▶ [ARBEITSANWEISUNGEN]:
[1] Schreiben Sie aus dem Text über das Cajamarca-Quechua den Abschnitt von „Während das SIL“ bis einschließlich „2002, S. 33-34)[12].“ wortgetreu ab.
[2] Mit welcher Einrichtung wollte die Regionalregierung von Cajamarca laut dem Text über das Cajamarca-Quechua bei der Institutionalisierung in Bildung und Verwaltung zusammenarbeiten?

▶ [ANGEZEIGTER TEXT]:
Doch selbst in überregionalen Quechua-Zusammenhängen schlug der regionalen Quechua-Akademie mangelndes Ansehen des „Regionaldialekts“ entgegen: So gab es Versuche seitens der Academia Mayor de la Lengua Quechua in Cusco, eine Konkurrenzakademie in Form einer „regionalen Filiale“ zu errichten.[10] Die ARIQC arbeitet dagegen mit Kichwa-Organisationen aus Ecuador zusammen, mit denen nach eigener Aussage eine Verständigung bei Verwendung der jeweils eigenen Kichwa-Variante problemlos möglich sein soll.[11]

Während das SIL und allen voran Coombs immer wieder betont, bei der christlichen Missionierung alles für den Erhalt des Cajamarca-Quechua zu tun, ist in Alto Porcón, wo es eine Missionierung durch Adventisten gibt, genau das Gegenteil zu beobachten. Hier werden in der Kirchengemeinde nicht nur traditionelle Kleidung und Musikinstrumente, sondern auch der Gebrauch des Quechua sozial geächtet (Arana Zegarra 2002, S. 33-34)[12].

Ende 2008 erkannte die Regionalregierung von Cajamarca Quechua neben der Aguaruna-Sprache und dem Spanischen als „offizielle Sprache“ an und erklärte, bei der Institutionalisierung in Bildung und Verwaltung in „mündlicher und schriftlicher Form“ mit der regionalen Quechua-Akademie zusammenzuarbeiten.[13]

Literatur

Weblinks

Fußnoten

  1. Dolores Ayay Chilón, Vorsitzender der Academia Regional del Idioma kichwa variedad Cajamarca (ARIQC), in Diálogo RED Educación, Arte e Interculturalidad / Cajamarca. Weblink: www.redeaiperu.org/textos/Di%C3%A1logo%20del%2030%20de%20junio%20del%202004%20cajamarca.doc (toter Link), abgerufen am 21. August 2009.
  2. Beispiel: Schreibweise Quch'apanpa für Cochabamba oder Yach'aywasi („Schule“) auf der Website der Akademie: Yach'achinillapam Kashamarka - Kañaris runashimita gegenüber Qotrapamba und Yatraywasi bei Félix Quesada (1976).
  3. Website der Akademie, ebda.: nubyimri (von noviembre), duminku (von domingo)
  4. Siehe z.B. die Übersetzung des Neuen Testaments.

Zeilen eines Pointing-Datensatzes:
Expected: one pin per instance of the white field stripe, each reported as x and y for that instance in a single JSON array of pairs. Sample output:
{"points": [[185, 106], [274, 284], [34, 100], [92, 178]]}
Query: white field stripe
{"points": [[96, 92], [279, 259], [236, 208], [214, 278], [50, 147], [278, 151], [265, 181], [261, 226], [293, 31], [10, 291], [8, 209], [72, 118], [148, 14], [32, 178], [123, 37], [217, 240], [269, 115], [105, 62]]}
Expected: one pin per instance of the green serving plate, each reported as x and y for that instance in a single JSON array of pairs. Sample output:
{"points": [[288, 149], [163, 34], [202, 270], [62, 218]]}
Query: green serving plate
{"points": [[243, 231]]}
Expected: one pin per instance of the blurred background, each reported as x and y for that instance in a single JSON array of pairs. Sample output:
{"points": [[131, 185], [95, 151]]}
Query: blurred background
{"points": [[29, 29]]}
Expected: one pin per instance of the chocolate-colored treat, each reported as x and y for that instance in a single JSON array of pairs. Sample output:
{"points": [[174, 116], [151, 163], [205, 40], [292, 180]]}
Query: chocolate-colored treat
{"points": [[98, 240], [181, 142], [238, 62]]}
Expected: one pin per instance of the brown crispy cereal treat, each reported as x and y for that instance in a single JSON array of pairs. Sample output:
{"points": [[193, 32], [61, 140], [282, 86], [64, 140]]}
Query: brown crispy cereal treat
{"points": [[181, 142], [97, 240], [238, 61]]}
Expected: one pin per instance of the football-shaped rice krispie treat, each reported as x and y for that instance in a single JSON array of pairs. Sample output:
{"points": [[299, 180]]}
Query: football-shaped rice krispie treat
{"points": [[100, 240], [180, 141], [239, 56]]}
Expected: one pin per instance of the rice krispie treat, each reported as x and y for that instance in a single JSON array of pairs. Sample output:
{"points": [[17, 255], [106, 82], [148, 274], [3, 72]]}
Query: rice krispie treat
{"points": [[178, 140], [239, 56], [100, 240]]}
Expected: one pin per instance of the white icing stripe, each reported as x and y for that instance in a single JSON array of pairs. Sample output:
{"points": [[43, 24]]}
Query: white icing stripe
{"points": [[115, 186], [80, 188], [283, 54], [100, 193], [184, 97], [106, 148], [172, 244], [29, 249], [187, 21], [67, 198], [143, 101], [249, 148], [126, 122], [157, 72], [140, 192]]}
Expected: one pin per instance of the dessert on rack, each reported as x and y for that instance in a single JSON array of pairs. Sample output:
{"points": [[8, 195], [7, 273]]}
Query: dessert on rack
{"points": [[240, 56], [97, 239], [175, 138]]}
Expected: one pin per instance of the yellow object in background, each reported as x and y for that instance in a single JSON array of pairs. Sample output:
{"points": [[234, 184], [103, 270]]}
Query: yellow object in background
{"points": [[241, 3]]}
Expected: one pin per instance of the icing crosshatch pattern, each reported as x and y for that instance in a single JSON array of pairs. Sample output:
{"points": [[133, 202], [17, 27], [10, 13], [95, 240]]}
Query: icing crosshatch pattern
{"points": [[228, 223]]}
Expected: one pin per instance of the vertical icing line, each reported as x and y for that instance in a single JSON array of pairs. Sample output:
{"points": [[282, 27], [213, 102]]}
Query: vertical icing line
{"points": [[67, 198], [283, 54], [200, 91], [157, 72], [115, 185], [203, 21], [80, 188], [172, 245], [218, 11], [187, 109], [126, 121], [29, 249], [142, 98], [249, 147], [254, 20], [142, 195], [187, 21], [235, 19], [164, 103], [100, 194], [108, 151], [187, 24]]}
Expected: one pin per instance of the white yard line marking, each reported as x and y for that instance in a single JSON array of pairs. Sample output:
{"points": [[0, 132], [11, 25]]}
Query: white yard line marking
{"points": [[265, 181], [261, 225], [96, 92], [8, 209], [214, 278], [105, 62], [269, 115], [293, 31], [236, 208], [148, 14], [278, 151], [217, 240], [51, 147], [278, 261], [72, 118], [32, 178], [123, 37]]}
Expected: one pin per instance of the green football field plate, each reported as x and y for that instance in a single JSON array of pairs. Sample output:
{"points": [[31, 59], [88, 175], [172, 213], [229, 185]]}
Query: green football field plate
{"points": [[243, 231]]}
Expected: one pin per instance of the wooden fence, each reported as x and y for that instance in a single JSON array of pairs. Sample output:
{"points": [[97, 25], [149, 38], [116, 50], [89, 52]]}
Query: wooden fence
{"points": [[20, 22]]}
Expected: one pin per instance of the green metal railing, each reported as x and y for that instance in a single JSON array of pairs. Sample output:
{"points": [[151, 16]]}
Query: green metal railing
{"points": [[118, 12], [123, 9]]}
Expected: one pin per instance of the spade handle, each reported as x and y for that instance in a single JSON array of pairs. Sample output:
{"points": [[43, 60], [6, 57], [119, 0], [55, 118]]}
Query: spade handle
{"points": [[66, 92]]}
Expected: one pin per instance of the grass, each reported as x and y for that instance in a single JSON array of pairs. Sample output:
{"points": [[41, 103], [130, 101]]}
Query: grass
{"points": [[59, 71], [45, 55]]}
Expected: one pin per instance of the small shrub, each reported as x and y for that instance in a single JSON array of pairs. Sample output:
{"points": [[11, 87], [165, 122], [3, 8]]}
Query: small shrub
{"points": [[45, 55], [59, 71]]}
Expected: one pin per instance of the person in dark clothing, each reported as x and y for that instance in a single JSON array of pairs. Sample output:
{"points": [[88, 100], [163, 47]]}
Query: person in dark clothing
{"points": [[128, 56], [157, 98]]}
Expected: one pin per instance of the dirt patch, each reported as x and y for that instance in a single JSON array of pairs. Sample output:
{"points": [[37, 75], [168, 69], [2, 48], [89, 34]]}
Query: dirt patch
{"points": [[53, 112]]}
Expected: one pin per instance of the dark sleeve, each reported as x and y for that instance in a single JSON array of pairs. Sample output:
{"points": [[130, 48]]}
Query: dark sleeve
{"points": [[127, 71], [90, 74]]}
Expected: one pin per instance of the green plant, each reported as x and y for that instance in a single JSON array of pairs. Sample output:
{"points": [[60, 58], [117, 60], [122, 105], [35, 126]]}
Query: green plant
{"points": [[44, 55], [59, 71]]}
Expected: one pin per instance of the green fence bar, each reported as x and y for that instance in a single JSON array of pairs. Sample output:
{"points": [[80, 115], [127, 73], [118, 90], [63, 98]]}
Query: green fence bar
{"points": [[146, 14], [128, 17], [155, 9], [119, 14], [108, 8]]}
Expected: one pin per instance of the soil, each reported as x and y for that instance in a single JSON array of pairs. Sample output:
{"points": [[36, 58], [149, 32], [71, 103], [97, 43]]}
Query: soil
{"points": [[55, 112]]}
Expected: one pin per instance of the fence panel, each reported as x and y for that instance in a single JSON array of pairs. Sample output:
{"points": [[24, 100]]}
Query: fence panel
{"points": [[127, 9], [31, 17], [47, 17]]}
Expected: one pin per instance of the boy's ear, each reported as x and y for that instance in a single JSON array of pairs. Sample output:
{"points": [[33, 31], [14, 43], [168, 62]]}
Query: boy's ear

▶ [ANTWORTEN JE AUFGABE]:
[1]
Während das SIL und allen voran Coombs immer wieder betont, bei der christlichen Missionierung alles für den Erhalt des Cajamarca-Quechua zu tun, ist in Alto Porcón, wo es eine Missionierung durch Adventisten gibt, genau das Gegenteil zu beobachten. Hier werden in der Kirchengemeinde nicht nur traditionelle Kleidung und Musikinstrumente, sondern auch der Gebrauch des Quechua sozial geächtet (Arana Zegarra 2002, S. 33-34)[12].

[2] Mit der regionalen Quechua-Akademie.